Direction -
Rewrite the lines from the one containing "Pick out the front" through the end of the records, both included, with "red car" swapped for "white car" and nothing else changed.

***** Data for this exercise *****

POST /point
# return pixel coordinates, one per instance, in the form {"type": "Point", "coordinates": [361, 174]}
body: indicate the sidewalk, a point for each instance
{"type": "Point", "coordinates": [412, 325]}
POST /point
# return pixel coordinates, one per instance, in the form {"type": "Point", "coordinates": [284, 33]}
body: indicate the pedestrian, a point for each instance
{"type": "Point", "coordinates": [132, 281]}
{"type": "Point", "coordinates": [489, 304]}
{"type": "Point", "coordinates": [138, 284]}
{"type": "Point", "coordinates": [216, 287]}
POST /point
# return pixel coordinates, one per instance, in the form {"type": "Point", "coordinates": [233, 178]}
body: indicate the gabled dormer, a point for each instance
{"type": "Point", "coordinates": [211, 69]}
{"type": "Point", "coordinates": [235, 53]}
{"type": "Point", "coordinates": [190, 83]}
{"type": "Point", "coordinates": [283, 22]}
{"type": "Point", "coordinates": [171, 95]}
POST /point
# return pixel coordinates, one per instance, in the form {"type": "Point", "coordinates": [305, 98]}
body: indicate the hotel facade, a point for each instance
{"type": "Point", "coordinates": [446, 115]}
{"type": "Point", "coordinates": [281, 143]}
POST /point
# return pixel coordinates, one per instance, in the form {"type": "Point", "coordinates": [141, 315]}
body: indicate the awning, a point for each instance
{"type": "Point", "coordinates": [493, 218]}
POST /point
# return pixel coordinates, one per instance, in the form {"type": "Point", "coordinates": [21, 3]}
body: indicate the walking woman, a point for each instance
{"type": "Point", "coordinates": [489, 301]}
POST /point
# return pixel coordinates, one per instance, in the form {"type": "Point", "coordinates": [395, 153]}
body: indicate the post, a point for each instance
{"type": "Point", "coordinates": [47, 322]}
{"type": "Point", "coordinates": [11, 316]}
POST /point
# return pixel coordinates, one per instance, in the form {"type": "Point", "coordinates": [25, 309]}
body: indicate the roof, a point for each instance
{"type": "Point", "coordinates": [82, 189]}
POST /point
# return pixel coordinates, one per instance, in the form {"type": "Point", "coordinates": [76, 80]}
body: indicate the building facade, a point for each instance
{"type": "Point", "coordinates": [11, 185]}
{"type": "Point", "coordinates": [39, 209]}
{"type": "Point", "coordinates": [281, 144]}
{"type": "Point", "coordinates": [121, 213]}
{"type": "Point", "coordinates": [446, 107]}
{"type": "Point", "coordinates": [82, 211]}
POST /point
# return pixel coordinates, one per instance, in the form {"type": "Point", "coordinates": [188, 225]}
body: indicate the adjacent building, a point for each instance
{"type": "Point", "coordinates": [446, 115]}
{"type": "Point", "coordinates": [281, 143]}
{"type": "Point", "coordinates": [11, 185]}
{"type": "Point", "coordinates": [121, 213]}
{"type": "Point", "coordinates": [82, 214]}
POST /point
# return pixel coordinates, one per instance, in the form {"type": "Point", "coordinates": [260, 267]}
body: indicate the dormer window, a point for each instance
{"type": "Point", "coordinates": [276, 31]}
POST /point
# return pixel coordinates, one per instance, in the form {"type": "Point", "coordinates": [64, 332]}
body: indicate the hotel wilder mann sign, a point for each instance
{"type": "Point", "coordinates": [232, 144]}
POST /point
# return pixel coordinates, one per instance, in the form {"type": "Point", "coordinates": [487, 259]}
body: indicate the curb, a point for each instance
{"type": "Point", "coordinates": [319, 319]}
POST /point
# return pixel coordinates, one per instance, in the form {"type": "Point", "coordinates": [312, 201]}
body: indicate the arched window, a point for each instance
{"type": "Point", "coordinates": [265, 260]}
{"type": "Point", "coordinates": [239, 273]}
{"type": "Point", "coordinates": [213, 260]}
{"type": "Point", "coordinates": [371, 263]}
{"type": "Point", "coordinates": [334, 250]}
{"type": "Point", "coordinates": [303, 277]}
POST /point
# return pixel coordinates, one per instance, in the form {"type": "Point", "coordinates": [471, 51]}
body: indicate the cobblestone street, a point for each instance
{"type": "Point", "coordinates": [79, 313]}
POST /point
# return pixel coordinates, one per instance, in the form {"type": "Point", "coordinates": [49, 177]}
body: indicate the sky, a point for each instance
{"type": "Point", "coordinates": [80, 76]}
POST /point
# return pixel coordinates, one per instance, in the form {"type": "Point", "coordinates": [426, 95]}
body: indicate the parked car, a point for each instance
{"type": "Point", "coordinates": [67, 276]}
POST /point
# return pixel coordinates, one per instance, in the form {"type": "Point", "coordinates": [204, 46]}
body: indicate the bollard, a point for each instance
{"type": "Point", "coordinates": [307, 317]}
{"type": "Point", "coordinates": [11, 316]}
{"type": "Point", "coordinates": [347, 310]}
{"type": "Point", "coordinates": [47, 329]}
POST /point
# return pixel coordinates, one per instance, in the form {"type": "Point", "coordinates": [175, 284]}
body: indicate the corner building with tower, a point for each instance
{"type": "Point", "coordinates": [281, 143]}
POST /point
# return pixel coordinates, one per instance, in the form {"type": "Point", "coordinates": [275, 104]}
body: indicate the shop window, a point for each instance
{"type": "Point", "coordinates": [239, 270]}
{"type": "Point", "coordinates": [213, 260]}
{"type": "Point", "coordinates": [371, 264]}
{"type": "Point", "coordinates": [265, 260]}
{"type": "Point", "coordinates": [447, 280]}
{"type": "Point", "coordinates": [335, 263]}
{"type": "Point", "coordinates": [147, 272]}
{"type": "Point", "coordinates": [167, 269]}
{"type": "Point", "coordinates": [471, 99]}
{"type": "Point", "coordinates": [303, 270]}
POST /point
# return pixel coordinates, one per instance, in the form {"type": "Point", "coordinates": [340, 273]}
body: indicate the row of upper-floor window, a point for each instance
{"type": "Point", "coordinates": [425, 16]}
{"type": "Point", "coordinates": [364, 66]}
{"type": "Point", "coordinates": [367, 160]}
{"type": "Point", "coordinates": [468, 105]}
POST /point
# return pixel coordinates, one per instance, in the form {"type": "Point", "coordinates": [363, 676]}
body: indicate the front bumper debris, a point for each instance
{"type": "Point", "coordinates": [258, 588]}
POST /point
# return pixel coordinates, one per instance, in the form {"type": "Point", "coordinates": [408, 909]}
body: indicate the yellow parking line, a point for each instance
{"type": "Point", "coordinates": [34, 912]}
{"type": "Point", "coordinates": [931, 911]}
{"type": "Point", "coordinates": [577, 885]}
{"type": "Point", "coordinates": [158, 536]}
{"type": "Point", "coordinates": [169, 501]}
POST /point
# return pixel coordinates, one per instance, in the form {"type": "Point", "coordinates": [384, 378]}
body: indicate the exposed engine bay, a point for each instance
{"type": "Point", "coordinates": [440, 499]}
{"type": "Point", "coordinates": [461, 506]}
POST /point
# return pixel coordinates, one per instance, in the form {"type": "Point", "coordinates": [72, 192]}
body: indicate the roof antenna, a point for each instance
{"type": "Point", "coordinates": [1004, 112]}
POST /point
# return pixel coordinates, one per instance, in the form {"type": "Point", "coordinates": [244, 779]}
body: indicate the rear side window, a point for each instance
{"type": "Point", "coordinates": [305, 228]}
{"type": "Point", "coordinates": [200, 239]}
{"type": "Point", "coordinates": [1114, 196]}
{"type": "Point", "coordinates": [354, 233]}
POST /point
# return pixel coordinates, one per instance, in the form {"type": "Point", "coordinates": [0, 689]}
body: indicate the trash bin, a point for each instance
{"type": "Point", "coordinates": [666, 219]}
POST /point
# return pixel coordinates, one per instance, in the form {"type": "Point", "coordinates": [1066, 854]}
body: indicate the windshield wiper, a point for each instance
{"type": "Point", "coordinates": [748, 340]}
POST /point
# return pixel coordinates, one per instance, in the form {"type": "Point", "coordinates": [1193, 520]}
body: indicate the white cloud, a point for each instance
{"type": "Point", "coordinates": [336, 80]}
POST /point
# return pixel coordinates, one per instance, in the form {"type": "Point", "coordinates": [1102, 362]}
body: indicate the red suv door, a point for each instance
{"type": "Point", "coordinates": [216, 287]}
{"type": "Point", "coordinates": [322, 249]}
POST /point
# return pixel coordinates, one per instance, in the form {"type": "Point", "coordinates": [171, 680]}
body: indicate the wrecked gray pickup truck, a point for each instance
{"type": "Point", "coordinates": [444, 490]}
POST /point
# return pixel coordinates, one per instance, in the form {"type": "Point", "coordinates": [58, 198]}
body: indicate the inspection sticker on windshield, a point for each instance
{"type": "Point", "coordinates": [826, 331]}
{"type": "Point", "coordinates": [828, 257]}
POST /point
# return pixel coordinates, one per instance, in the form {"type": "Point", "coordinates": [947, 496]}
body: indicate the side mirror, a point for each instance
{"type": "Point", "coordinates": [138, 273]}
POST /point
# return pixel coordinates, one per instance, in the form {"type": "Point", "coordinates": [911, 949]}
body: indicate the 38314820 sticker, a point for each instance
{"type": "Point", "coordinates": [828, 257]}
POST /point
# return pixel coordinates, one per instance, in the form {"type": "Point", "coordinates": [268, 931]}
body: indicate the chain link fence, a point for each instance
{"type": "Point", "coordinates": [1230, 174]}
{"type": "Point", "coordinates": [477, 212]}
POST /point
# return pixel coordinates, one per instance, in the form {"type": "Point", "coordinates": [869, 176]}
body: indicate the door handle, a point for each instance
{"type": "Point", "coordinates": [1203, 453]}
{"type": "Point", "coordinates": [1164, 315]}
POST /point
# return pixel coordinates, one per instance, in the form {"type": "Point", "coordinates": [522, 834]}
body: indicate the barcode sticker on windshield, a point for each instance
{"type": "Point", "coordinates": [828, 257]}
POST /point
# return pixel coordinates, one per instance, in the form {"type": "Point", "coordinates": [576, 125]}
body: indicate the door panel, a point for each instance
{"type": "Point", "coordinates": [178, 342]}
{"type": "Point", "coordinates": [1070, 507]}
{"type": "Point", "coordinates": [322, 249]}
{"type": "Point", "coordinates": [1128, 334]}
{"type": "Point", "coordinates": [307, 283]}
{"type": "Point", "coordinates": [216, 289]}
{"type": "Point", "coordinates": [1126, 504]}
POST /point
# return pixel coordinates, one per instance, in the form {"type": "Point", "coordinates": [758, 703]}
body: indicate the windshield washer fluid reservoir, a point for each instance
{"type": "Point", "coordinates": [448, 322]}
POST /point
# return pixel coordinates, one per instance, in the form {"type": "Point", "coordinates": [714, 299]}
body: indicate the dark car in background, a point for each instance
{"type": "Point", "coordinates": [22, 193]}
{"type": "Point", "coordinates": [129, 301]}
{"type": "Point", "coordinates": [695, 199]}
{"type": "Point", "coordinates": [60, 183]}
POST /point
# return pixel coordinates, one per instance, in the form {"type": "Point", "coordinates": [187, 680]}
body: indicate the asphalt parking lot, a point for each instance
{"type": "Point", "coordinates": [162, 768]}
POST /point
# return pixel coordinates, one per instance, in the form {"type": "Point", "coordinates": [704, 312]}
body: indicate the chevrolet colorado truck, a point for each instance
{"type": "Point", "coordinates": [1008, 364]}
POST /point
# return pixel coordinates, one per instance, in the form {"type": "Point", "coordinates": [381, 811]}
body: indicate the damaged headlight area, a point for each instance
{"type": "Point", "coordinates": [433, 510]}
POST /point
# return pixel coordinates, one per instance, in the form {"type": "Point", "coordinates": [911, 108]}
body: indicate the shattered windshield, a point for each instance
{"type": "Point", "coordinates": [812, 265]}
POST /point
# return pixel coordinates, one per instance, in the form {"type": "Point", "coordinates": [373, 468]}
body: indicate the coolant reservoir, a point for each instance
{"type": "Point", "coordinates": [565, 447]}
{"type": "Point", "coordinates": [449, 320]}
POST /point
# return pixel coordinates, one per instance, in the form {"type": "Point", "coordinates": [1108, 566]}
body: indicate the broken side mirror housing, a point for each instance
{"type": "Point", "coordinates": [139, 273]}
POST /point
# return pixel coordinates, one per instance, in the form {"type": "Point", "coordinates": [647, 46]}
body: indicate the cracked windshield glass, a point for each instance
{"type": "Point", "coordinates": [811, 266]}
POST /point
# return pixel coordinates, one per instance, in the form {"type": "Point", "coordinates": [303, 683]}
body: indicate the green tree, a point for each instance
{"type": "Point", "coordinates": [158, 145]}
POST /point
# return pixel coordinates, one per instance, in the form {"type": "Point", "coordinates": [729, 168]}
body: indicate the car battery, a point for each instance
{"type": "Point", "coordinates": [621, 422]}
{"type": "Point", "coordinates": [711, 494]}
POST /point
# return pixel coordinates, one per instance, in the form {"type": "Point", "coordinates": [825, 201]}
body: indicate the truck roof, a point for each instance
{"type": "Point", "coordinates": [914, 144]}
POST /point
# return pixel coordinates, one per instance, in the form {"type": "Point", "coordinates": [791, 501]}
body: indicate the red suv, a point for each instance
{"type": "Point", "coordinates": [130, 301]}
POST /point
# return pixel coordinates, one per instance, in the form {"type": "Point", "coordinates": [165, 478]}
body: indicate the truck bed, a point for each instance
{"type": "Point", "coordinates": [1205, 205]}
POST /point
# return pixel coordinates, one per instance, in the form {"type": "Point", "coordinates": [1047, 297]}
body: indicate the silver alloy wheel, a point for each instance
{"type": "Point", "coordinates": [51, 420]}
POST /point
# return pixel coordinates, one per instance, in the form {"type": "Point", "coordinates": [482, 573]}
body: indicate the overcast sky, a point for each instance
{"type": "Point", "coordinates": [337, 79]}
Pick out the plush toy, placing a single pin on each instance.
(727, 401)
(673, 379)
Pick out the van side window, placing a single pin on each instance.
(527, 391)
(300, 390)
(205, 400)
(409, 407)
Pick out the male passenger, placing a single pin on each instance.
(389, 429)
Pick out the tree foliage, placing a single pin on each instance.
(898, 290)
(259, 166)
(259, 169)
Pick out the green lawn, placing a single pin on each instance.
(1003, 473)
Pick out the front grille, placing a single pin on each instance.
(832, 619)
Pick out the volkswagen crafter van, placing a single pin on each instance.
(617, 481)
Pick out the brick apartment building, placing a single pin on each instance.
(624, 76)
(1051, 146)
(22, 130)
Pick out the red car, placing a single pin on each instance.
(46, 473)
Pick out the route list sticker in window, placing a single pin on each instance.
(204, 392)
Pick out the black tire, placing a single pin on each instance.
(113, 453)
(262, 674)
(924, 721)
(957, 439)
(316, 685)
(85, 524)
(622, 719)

*****

Task response -
Pick out the front grille, placing a single pin on each instance.
(832, 619)
Pick out the volkswagen crafter van, placing a single pin on each instance.
(617, 481)
Pick out the brick apartment building, placing a single pin on each instance.
(624, 76)
(1051, 146)
(22, 130)
Pick out the white car, placing a single pin on each instance.
(46, 473)
Pick out the route list sticker in window, placing a single pin on each instance.
(204, 392)
Pick out the black tire, placing a single pin on each instance.
(113, 453)
(262, 674)
(924, 721)
(957, 439)
(316, 685)
(85, 524)
(622, 719)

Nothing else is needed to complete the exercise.